-- START SELECTED EXTRACT --

Too many electrons in the wires can cause overheating of the wire, if they are moving, or they can cause a large spark.

Reply to

There's electromigration, which causes metal atoms to be displaced when the current density is high like 10^7 amps/cm^2. Electromigration is manifest as wire failure after a certain number of months or years of cumulative usage.

For ac current, this effect is not so bad since the current moves one way and then the opposite way, "fixing" the previous damage.

However, digital electronics uses DC, so it's important to use small current pulses in the tiny chips.

Reply to

Aluminum house wiring looked like a good idea - cheaper than copper, low mass for the conductivity, limp for pulling through conduit. Even

5 amp currents at 110 VAC will cause aluminum wire to wriggle out of screw connections at sockets over a decade or two.

-- END SELECTED EXTRACT --
-- START PROVIDED MATERIAL --

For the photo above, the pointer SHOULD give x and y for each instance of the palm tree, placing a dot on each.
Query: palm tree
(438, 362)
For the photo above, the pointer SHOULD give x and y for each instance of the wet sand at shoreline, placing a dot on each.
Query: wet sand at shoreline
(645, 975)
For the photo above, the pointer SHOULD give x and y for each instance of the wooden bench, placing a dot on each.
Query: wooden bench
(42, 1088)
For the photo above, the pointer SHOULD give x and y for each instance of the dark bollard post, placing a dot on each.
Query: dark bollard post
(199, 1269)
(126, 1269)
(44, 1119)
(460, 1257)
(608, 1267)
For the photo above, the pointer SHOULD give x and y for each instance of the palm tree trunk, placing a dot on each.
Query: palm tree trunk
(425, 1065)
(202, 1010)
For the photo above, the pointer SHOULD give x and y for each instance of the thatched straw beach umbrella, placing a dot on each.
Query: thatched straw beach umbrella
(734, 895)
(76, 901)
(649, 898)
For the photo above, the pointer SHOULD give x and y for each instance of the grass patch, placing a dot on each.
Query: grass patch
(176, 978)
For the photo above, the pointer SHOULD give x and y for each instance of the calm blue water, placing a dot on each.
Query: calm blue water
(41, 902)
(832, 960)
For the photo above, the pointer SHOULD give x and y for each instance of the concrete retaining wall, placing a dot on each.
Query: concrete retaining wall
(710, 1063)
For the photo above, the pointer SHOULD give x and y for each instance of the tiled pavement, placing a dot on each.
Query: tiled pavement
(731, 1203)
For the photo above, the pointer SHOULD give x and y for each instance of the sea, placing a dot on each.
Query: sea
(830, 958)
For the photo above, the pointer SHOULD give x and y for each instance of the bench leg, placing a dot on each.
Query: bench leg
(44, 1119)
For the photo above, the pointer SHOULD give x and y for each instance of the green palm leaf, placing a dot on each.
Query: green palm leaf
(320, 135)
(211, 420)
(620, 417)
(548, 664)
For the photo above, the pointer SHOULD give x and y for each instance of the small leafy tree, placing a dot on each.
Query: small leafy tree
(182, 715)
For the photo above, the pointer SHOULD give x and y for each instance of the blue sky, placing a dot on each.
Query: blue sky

-- END PROVIDED MATERIAL --

WHAT TO WORK ON:
Reproduce word for word the portion of the discussion about current in wires that starts at "Too many electrons" and ends at "of cumulative usage.".

SOLVED PROBLEM:
Too many electrons in the wires can cause overheating of the wire, if they are moving, or they can cause a large spark.

Reply to

There's electromigration, which causes metal atoms to be displaced when the current density is high like 10^7 amps/cm^2. Electromigration is manifest as wire failure after a certain number of months or years of cumulative usage.